▸ **DOCUMENT TEXT**:
..............................

How would they do that? They can use lithium tris(tert-butoxy)aluminum hydride, Li[(t-BuO)3AlH]. Remember, that means Li[((CH3))3CO)3AlH].
Figure CX6.9. Li(tBuO)3AlH, a selective hydride reducing agent.
Why is this reagent very slow to react with aldehydes and ketones? For one thing, it has three oxygens attached to the aluminum, whereas LiAlH4 has only hydrogens attached to the aluminum. The electronegative oxygens draw electron density towards themselves and away from the lone hydride on the aluminum. That makes the hydride less negative and less nucleophilic. The reaction slows down.
Figure CX6.10. The reaction of Li(tBuO)3AlH with an acid chloride.
The same thing could also be done with Li[(CH3O)3AlH], but Li[(t-BuO)3AlH] works better. That's because the tert-butyl groups are much bulkier than methyl groups. They make the nucleophile much more crowded as it approaches the electrophile, slowing the reaction down further. A third, very important factor is that this reaction must be run at very low temperatures to slow it down even further, such as -78°C, or else the reagent will continue to react with the aldehyde, anyway.

..............................

▸ **DATA BLOCK**:
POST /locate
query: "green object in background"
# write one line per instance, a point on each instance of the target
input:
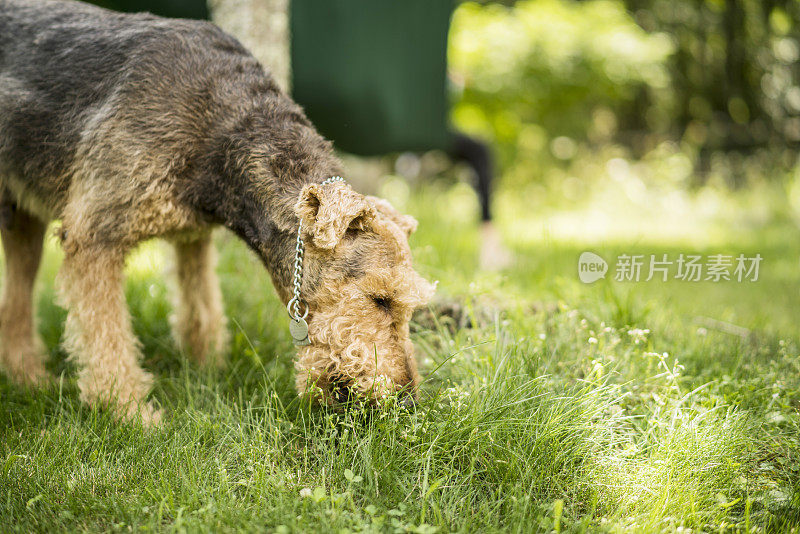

..............................

▸ **WORK TO DO**:
#1 Extract the part of the hydride reagent text between "Why is this" and "an acid chloride.", inclusive.
#2 Answer these questions from the hydride reagent text:
(a) What is attached to the aluminum in LiAlH4?
(b) What low temperature is given as an example for running the reaction?
(c) According to the hydride reagent text, why does Li[(t-BuO)3AlH] work better than Li[(CH3O)3AlH]?
Nothing in the listing matters for the work here.

▸ **SOLUTIONS FOR EACH TASK**:
#1
Why is this reagent very slow to react with aldehydes and ketones? For one thing, it has three oxygens attached to the aluminum, whereas LiAlH4 has only hydrogens attached to the aluminum. The electronegative oxygens draw electron density towards themselves and away from the lone hydride on the aluminum. That makes the hydride less negative and less nucleophilic. The reaction slows down.
Figure CX6.10. The reaction of Li(tBuO)3AlH with an acid chloride.

#2
(a) Only hydrogens.
(b) -78°C.
(c) The tert-butyl groups are much bulkier than methyl groups.